━━ 文書の抜粋 ━━
健康法の定番ともいえる腸活。体内時計のリズムに着目した時間栄養学の視点を取り入れると、よりその効果を高めることができます。今回は、時間栄養学を研究する管理栄養士の古谷彰子さんに時間栄養学の視点をまじえて、腸内環境を整えるために必要なことを教えてもらいました。

理学博士・管理栄養士
愛国学園短期大学准教授。「chronomanage」代表。早稲田大学規範科学総合研究所ナノ・ライフ創新研究機構招聘研究員。「時間」という観点から、医学・栄養学・調理学の領域にアプローチする時間栄養学を専門とし、科学的根拠をもとにした栄養指導や講演活動のほか、企業との商品開発など多岐にわたり活躍。
時間栄養学とは…?
「何をどのくらい」だけではなく、「いつ」食べるかということを考慮した栄養学。栄養素によって体内時計(細胞・器官に備わっている地球の自転に合わせた約24時間周期のリズム)を整えたり、体内時計に合わせて栄養素をとることでより効率的に代謝や合成を進めることができる。
時間栄養学では、朝食によって毎朝、体内時計をリセットし、1日の生理現象のリズムを整えることを重要視していて、それにより睡眠の質向上、自律神経、ホルモン調整、ボディメイクなどさまざまなメリットがあることがわかっている。
最強の腸活に朝食が重要なワケ
※本記事内で、食物繊維と記載しているときは、水溶性食物繊維と不溶性食物繊維の総称を指しています。
──腸内環境を整える腸活はメジャーな健康法のひとつですが、時間栄養学の視点で腸内環境改善のために意識したいことはありますか?
古谷彰子さん(以下、古谷):腸内細菌と体内時計の関係は明らかになっていない部分も多いのですが、生活リズムがバラバラな暮らしを送っている人の腸内環境が悪いというのは明らかです。
━━━
━━ データの内容 ━━
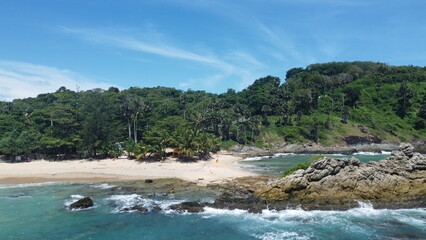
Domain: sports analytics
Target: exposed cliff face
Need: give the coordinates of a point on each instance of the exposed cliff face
(398, 181)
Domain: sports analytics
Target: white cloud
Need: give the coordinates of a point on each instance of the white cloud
(21, 80)
(231, 64)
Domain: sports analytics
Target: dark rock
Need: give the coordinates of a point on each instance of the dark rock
(138, 208)
(83, 203)
(407, 149)
(191, 207)
(335, 184)
(355, 140)
(156, 208)
(397, 181)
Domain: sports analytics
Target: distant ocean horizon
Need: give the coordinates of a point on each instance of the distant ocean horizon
(40, 211)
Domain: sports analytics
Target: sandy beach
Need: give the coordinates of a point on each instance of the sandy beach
(201, 172)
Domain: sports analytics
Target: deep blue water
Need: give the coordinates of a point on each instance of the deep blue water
(39, 211)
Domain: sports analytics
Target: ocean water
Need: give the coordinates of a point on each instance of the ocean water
(39, 211)
(277, 164)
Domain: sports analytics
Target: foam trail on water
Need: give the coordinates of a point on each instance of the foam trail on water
(281, 235)
(103, 186)
(128, 201)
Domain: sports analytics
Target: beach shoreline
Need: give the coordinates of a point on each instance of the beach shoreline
(202, 172)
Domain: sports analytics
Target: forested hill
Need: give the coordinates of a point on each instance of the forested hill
(332, 103)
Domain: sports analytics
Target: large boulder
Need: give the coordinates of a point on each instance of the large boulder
(398, 181)
(191, 207)
(83, 203)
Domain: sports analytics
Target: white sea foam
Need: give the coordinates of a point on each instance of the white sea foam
(276, 155)
(18, 195)
(254, 159)
(281, 235)
(218, 211)
(129, 201)
(103, 186)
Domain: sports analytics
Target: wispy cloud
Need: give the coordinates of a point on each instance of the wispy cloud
(21, 80)
(231, 63)
(147, 46)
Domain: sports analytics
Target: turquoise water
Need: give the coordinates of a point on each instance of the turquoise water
(39, 212)
(276, 164)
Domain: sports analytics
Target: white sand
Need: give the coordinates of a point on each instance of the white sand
(202, 172)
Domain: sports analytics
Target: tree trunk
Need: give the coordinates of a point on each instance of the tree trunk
(130, 128)
(135, 131)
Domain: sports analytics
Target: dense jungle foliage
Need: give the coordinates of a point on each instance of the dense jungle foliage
(332, 103)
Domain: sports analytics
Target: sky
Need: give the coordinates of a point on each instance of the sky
(209, 45)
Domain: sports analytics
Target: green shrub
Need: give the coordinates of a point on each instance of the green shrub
(228, 144)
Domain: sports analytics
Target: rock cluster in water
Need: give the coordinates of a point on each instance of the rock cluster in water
(83, 203)
(330, 183)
━━━
### 取り組む課題
A – 腸活の記事によると、時間栄養学では朝食によって何をすることを重要視していますか。
B – 朝食で体内時計を整えることのメリットとして、腸活の記事が挙げているものをすべて書き出しなさい。
C – 腸活の記事の続きを、最後の文の後から書き進めなさい。

### 課題別の解答
A – 毎朝、体内時計をリセットし、1日の生理現象のリズムを整えること。

B –
- 睡眠の質向上
- 自律神経
- ホルモン調整
- ボディメイク

C –
腸内環境は変化が速く、規則正しい生活をして食事を変えれば1週間くらいで改善することがわかっています。
規則正しい生活を行うための簡単な方法の一つが朝起きてご飯を食べること。最初はつらくても、どうにか頑張って起きて、何かを口に入れる。それを続けていくと、1週間もしないくらいで自然と体内時計が朝にシフトして起きられるようになります。
朝起きられるようになると、朝食をしっかり食べられるようになるだけではなく、夜、よく眠れるので、早寝早起きが定着し、体内時計のリズムが安定し、好循環が生まれます。
すると、あらゆる生理反応がスムーズに行われるようになり当然、腸内環境も整います。
また、整った腸内環境を作るのに欠かせないのが、短鎖脂肪酸。短鎖脂肪酸は、腸内細菌のうち善玉菌が水溶性食物繊維をエサとして食べたときに作られる代謝物で、水溶性食物繊維を夜にとるより、朝にとるほうが短鎖脂肪酸が多く作られることがわかっています。
つまり、体内時計を整えたうえで、朝に水溶性食物繊維をとるのが、最も効率的に短鎖脂肪酸を合成する方法というわけです。腸内環境改善によいとされる食品をとっても、体内時計が乱れた状態では、腸を整えるのは難しいでしょう。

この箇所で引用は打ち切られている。